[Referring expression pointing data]
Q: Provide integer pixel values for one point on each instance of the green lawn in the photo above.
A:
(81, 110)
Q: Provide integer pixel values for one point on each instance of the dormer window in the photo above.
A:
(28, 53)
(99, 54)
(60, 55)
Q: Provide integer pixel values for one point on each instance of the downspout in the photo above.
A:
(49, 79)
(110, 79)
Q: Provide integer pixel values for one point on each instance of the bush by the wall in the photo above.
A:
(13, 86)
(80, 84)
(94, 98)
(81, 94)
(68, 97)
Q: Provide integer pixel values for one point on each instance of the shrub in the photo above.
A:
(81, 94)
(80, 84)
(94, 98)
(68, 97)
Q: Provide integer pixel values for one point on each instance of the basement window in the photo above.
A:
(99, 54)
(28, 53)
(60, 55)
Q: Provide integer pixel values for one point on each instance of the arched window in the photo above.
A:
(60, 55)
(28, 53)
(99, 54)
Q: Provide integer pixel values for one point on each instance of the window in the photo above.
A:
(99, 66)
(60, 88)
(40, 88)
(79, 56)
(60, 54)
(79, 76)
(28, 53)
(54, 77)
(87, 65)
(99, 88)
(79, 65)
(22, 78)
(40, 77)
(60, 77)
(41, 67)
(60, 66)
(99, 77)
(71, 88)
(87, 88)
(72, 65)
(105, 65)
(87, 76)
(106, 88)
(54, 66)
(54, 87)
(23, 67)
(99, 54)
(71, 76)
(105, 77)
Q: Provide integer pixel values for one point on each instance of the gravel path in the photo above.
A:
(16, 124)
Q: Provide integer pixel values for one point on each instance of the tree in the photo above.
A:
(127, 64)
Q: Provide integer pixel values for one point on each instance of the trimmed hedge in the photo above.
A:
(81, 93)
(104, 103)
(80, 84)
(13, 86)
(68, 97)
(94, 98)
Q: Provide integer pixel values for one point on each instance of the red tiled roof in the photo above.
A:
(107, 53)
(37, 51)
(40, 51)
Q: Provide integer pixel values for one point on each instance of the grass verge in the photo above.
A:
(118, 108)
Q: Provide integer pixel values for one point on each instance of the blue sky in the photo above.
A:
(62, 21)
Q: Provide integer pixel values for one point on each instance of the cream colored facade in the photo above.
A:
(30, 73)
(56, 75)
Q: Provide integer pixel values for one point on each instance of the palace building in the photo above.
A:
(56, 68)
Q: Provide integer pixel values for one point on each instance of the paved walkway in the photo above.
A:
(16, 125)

• _EXERCISE DESCRIPTION_:
Check the data for lines with "window" and give only their number.

• _ANSWER TO THIS EXERCISE_:
4